- _Data rows_:
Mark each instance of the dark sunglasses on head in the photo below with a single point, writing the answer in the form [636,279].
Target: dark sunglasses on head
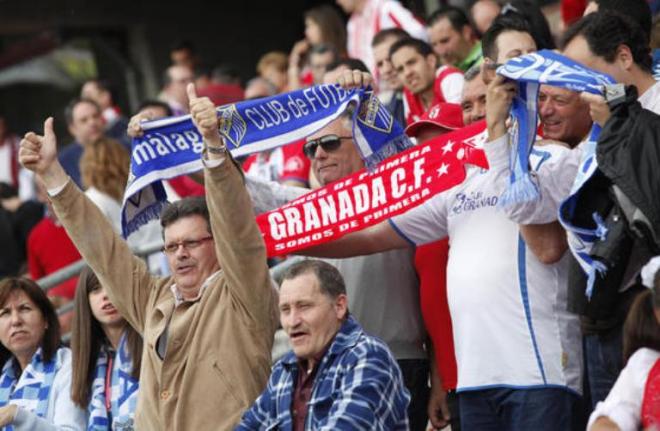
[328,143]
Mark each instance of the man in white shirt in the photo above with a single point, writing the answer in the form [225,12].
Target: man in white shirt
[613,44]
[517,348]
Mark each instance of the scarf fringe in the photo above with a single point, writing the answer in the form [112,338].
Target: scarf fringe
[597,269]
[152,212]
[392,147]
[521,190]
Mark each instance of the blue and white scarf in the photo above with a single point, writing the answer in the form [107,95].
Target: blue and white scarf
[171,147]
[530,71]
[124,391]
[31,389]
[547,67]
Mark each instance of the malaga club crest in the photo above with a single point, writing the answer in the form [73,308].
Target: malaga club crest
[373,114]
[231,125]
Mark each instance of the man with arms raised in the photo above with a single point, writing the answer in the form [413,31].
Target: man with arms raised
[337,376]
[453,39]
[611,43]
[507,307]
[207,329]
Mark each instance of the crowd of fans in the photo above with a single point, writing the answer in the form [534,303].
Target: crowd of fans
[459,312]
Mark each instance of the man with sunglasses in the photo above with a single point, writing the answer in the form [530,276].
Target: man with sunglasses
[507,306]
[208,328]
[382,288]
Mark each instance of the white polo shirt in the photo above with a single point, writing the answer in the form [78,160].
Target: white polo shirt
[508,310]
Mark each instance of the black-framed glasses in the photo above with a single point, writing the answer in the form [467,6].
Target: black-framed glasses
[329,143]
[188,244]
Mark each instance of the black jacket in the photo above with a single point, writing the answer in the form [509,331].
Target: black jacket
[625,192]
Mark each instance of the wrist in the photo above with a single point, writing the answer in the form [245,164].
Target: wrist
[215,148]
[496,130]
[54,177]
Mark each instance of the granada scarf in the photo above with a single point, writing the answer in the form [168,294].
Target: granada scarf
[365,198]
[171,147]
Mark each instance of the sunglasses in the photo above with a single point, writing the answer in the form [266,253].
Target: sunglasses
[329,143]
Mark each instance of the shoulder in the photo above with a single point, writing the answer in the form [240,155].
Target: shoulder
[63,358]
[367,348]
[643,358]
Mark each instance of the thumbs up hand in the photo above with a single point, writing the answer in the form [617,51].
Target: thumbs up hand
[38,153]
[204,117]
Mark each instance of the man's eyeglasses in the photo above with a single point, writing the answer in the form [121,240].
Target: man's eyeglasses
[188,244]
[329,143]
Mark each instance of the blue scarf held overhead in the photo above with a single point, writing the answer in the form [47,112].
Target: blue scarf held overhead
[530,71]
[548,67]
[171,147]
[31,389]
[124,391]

==

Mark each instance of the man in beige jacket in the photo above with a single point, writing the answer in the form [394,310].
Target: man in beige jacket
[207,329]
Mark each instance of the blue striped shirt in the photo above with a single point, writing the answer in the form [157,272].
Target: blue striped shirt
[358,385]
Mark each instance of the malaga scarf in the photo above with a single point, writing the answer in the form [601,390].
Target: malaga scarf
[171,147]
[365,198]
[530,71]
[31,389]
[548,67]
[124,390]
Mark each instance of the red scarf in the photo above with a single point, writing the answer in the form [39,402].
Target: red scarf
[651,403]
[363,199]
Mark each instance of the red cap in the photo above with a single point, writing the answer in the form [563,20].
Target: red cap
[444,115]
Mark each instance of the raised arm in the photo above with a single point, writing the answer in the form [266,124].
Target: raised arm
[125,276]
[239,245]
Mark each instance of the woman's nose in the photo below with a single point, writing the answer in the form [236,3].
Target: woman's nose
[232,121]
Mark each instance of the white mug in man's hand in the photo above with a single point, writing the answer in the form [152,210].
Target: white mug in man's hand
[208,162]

- _Task to complete_: Pull out every line in the items above that contains the word "wrist".

- _Completed task_:
Mark each instance of the wrist in the photo above with a single point, writing the answer in the form [245,164].
Target: wrist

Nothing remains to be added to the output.